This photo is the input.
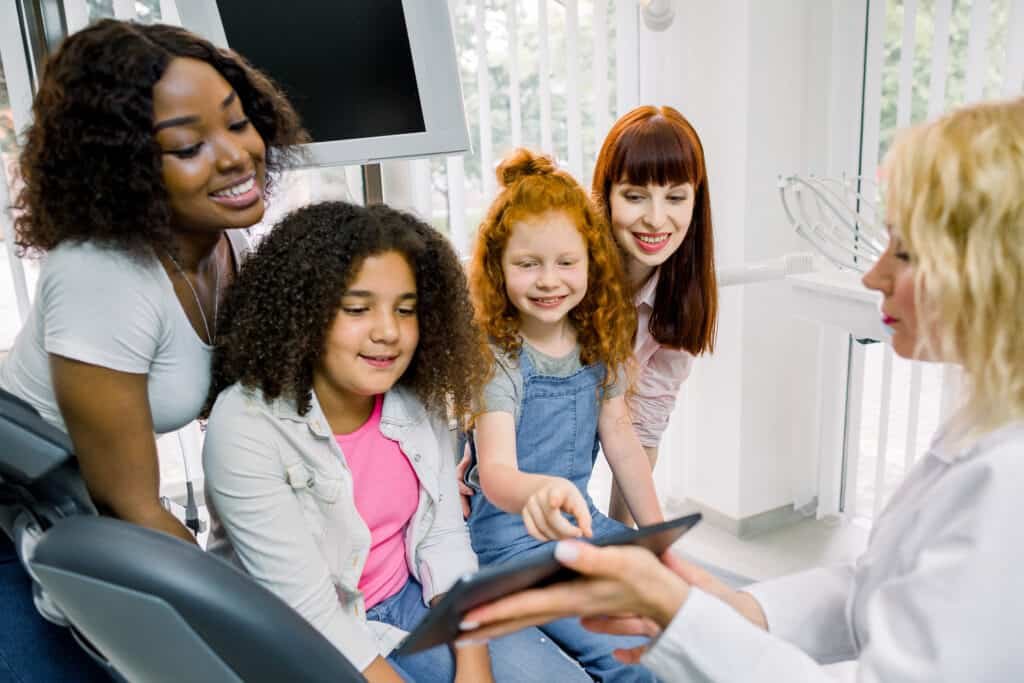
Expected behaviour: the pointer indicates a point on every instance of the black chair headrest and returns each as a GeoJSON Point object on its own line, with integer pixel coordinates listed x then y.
{"type": "Point", "coordinates": [30, 446]}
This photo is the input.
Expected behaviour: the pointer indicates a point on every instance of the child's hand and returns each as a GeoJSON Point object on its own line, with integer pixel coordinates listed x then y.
{"type": "Point", "coordinates": [543, 512]}
{"type": "Point", "coordinates": [465, 493]}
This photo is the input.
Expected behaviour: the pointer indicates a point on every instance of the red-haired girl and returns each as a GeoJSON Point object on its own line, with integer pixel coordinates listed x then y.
{"type": "Point", "coordinates": [549, 291]}
{"type": "Point", "coordinates": [651, 181]}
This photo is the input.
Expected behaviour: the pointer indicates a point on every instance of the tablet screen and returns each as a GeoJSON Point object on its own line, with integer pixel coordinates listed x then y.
{"type": "Point", "coordinates": [534, 569]}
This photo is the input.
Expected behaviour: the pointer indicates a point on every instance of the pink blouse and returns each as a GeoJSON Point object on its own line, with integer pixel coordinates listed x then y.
{"type": "Point", "coordinates": [660, 373]}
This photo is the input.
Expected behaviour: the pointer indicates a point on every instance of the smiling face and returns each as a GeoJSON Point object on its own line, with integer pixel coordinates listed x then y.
{"type": "Point", "coordinates": [374, 336]}
{"type": "Point", "coordinates": [893, 275]}
{"type": "Point", "coordinates": [650, 221]}
{"type": "Point", "coordinates": [213, 158]}
{"type": "Point", "coordinates": [545, 264]}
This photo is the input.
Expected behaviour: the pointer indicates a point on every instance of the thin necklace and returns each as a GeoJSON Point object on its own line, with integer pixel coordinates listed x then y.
{"type": "Point", "coordinates": [216, 294]}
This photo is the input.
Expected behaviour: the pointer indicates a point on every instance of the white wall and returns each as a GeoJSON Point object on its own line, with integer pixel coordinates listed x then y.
{"type": "Point", "coordinates": [757, 80]}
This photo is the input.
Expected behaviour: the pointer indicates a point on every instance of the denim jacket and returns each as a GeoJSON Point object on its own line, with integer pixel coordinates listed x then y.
{"type": "Point", "coordinates": [278, 483]}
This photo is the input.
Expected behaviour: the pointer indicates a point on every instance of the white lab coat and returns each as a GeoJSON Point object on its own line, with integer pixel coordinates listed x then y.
{"type": "Point", "coordinates": [937, 596]}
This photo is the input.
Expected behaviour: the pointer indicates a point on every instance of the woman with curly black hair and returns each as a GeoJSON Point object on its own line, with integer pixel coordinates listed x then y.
{"type": "Point", "coordinates": [347, 349]}
{"type": "Point", "coordinates": [147, 152]}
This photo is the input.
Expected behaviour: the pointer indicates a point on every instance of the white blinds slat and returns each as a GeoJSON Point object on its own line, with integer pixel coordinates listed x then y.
{"type": "Point", "coordinates": [627, 59]}
{"type": "Point", "coordinates": [124, 9]}
{"type": "Point", "coordinates": [913, 417]}
{"type": "Point", "coordinates": [1013, 75]}
{"type": "Point", "coordinates": [854, 398]}
{"type": "Point", "coordinates": [601, 119]}
{"type": "Point", "coordinates": [906, 63]}
{"type": "Point", "coordinates": [884, 409]}
{"type": "Point", "coordinates": [950, 390]}
{"type": "Point", "coordinates": [872, 87]}
{"type": "Point", "coordinates": [7, 231]}
{"type": "Point", "coordinates": [76, 15]}
{"type": "Point", "coordinates": [483, 100]}
{"type": "Point", "coordinates": [544, 65]}
{"type": "Point", "coordinates": [457, 204]}
{"type": "Point", "coordinates": [573, 123]}
{"type": "Point", "coordinates": [169, 12]}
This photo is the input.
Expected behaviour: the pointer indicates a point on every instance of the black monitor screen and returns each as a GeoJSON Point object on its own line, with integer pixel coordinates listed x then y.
{"type": "Point", "coordinates": [345, 65]}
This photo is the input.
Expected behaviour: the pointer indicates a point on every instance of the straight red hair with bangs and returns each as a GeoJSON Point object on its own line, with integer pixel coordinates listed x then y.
{"type": "Point", "coordinates": [657, 145]}
{"type": "Point", "coordinates": [530, 185]}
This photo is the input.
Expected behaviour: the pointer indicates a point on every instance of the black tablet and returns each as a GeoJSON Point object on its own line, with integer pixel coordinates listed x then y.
{"type": "Point", "coordinates": [534, 570]}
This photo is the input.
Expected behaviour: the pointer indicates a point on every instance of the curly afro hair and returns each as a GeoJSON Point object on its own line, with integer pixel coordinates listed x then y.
{"type": "Point", "coordinates": [274, 319]}
{"type": "Point", "coordinates": [90, 164]}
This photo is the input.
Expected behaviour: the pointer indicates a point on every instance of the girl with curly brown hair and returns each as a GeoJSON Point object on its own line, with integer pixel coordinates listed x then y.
{"type": "Point", "coordinates": [146, 154]}
{"type": "Point", "coordinates": [548, 287]}
{"type": "Point", "coordinates": [346, 348]}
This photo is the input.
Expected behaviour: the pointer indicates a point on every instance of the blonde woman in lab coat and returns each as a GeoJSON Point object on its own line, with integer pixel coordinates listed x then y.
{"type": "Point", "coordinates": [939, 593]}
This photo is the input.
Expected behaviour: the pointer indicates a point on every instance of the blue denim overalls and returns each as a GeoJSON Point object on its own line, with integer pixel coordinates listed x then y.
{"type": "Point", "coordinates": [556, 434]}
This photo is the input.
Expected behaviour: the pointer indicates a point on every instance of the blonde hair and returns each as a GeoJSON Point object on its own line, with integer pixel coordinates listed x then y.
{"type": "Point", "coordinates": [955, 194]}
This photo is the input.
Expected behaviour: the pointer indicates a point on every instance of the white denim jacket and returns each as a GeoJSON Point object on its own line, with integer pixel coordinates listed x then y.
{"type": "Point", "coordinates": [280, 486]}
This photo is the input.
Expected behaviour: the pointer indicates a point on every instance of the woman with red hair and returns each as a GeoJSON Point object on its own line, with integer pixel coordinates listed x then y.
{"type": "Point", "coordinates": [651, 182]}
{"type": "Point", "coordinates": [549, 292]}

···

WHAT IS EXPECTED. Can you collect every line above that contains the word "jacket" and copy each one out in full? Case counts.

TASK RESULT.
Expected behaviour: the pointer indicates a point on every instance of the denim jacket and returns each as a GeoJSON Point object on its own line, with integer pixel coordinates listed x then y.
Expected behaviour: the pointer indicates a point on every instance of the white denim jacket and returns each as a GeoJSON Point object on its own line, with integer pixel coordinates listed x then y.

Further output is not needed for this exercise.